▶ _What is required_
Reproduce the data in its entirety, exactly as written.

[Dataset entries]
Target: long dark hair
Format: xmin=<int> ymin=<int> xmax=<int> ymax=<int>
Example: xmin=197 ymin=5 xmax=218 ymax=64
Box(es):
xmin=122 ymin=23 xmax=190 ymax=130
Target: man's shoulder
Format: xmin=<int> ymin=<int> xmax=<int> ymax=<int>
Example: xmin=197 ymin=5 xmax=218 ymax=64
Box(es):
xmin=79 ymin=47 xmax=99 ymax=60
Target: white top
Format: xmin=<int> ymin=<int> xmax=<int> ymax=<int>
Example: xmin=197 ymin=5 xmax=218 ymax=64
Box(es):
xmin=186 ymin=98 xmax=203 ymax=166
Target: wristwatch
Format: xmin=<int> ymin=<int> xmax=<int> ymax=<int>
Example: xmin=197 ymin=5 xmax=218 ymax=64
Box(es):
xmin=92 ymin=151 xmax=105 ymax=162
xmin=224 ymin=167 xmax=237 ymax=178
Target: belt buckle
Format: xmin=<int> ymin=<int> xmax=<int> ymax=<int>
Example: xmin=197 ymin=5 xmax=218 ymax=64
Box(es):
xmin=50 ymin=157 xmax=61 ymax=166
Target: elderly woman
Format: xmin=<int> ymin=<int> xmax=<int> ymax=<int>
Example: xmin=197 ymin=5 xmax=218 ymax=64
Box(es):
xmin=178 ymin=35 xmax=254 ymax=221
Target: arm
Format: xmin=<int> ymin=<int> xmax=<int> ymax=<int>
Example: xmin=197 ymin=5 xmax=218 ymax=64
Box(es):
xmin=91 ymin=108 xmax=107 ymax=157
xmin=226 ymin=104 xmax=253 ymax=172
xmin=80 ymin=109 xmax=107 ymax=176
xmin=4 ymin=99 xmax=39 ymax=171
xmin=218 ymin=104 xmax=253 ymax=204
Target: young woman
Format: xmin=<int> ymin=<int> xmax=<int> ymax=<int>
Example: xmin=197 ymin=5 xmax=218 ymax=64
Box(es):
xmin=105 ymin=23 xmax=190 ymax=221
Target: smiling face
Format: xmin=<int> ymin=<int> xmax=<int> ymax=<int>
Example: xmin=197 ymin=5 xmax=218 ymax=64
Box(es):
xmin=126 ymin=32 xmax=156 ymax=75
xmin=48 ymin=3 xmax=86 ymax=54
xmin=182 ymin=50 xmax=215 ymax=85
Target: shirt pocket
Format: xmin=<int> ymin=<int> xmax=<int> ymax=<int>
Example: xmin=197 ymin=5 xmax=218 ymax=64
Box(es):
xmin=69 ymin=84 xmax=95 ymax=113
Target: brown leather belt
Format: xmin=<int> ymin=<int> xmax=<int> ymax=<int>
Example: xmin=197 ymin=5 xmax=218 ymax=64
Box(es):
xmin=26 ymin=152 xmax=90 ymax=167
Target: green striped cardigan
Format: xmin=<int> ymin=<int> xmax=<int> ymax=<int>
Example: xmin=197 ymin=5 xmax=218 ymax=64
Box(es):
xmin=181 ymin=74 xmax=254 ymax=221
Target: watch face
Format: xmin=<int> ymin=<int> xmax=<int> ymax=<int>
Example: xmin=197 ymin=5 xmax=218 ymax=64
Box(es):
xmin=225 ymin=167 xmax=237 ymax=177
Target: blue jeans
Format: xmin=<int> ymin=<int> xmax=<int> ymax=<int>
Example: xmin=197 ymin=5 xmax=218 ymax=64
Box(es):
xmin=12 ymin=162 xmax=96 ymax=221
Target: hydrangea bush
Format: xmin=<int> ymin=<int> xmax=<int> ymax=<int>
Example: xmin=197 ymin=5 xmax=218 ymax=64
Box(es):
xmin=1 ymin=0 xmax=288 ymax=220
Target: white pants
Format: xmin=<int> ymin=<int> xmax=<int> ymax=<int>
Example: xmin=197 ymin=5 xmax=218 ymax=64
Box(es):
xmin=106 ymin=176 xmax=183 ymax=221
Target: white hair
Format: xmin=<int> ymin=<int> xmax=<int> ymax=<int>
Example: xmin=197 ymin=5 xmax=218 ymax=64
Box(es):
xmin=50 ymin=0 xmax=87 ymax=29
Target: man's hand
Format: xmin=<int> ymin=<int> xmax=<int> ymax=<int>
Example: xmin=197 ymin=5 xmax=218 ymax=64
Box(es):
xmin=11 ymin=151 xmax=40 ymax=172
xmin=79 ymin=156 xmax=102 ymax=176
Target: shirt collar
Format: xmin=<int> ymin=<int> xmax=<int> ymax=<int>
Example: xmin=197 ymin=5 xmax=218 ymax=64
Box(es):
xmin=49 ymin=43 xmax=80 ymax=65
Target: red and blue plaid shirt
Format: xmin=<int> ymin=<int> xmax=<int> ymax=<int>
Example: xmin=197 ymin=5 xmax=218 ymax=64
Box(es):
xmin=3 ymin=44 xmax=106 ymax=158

▶ _Task result_
Target: long dark hair
Format: xmin=<int> ymin=<int> xmax=<int> ymax=<int>
Example: xmin=197 ymin=5 xmax=218 ymax=64
Box(es):
xmin=122 ymin=23 xmax=190 ymax=130
Target: man's shoulder
Format: xmin=<int> ymin=<int> xmax=<int> ymax=<int>
Example: xmin=197 ymin=5 xmax=218 ymax=64
Box(es):
xmin=79 ymin=47 xmax=99 ymax=60
Target: white top
Format: xmin=<int> ymin=<int> xmax=<int> ymax=<int>
Example: xmin=197 ymin=5 xmax=218 ymax=64
Box(es):
xmin=186 ymin=98 xmax=203 ymax=166
Target: wristwatch
Format: xmin=<int> ymin=<int> xmax=<int> ymax=<int>
Example: xmin=197 ymin=5 xmax=218 ymax=64
Box(es):
xmin=92 ymin=151 xmax=105 ymax=162
xmin=224 ymin=167 xmax=237 ymax=178
Target: belt buckle
Format: xmin=<int> ymin=<int> xmax=<int> ymax=<int>
Example: xmin=197 ymin=5 xmax=218 ymax=64
Box(es):
xmin=50 ymin=157 xmax=61 ymax=166
Target: elderly woman
Format: xmin=<int> ymin=<int> xmax=<int> ymax=<int>
Example: xmin=197 ymin=5 xmax=218 ymax=64
Box(es):
xmin=178 ymin=35 xmax=254 ymax=221
Target: arm
Format: xmin=<int> ymin=<int> xmax=<int> ymax=<int>
Example: xmin=197 ymin=5 xmax=218 ymax=64
Box(es):
xmin=91 ymin=108 xmax=107 ymax=157
xmin=226 ymin=104 xmax=253 ymax=172
xmin=80 ymin=109 xmax=107 ymax=176
xmin=4 ymin=99 xmax=39 ymax=171
xmin=218 ymin=104 xmax=253 ymax=204
Target: young woman
Format: xmin=<int> ymin=<int> xmax=<int> ymax=<int>
Example: xmin=197 ymin=5 xmax=218 ymax=64
Box(es):
xmin=105 ymin=23 xmax=190 ymax=221
Target: smiling face
Format: xmin=<int> ymin=<int> xmax=<int> ymax=<int>
Example: xmin=197 ymin=5 xmax=218 ymax=64
Box(es):
xmin=126 ymin=32 xmax=156 ymax=75
xmin=48 ymin=3 xmax=86 ymax=54
xmin=182 ymin=50 xmax=215 ymax=85
Target: shirt pocket
Format: xmin=<int> ymin=<int> xmax=<int> ymax=<int>
Example: xmin=197 ymin=5 xmax=218 ymax=64
Box(es):
xmin=69 ymin=84 xmax=95 ymax=113
Target: brown leather belt
Format: xmin=<int> ymin=<int> xmax=<int> ymax=<int>
Example: xmin=197 ymin=5 xmax=218 ymax=64
Box(es):
xmin=26 ymin=152 xmax=90 ymax=167
Target: green striped cardigan
Format: xmin=<int> ymin=<int> xmax=<int> ymax=<int>
Example: xmin=197 ymin=5 xmax=218 ymax=64
Box(es):
xmin=181 ymin=74 xmax=254 ymax=221
Target: watch face
Format: xmin=<int> ymin=<int> xmax=<int> ymax=<int>
Example: xmin=197 ymin=5 xmax=218 ymax=64
Box(es):
xmin=225 ymin=167 xmax=237 ymax=177
Target: blue jeans
Format: xmin=<int> ymin=<int> xmax=<int> ymax=<int>
Example: xmin=197 ymin=5 xmax=218 ymax=64
Box(es):
xmin=12 ymin=162 xmax=96 ymax=221
Target: hydrangea bush
Format: xmin=<int> ymin=<int> xmax=<int> ymax=<int>
Example: xmin=197 ymin=5 xmax=218 ymax=64
Box(es):
xmin=1 ymin=0 xmax=288 ymax=220
Target: white pants
Format: xmin=<int> ymin=<int> xmax=<int> ymax=<int>
Example: xmin=197 ymin=5 xmax=218 ymax=64
Box(es):
xmin=106 ymin=176 xmax=183 ymax=221
Target: white hair
Format: xmin=<int> ymin=<int> xmax=<int> ymax=<int>
Example: xmin=197 ymin=5 xmax=218 ymax=64
Box(es):
xmin=50 ymin=0 xmax=87 ymax=29
Target: man's hand
Format: xmin=<int> ymin=<int> xmax=<int> ymax=<int>
Example: xmin=197 ymin=5 xmax=218 ymax=64
Box(es):
xmin=11 ymin=151 xmax=40 ymax=172
xmin=79 ymin=156 xmax=102 ymax=176
Target: shirt collar
Format: xmin=<int> ymin=<int> xmax=<int> ymax=<int>
Example: xmin=197 ymin=5 xmax=218 ymax=64
Box(es):
xmin=49 ymin=43 xmax=80 ymax=65
Target: red and blue plaid shirt
Format: xmin=<int> ymin=<int> xmax=<int> ymax=<int>
Example: xmin=197 ymin=5 xmax=218 ymax=64
Box(es):
xmin=3 ymin=44 xmax=106 ymax=158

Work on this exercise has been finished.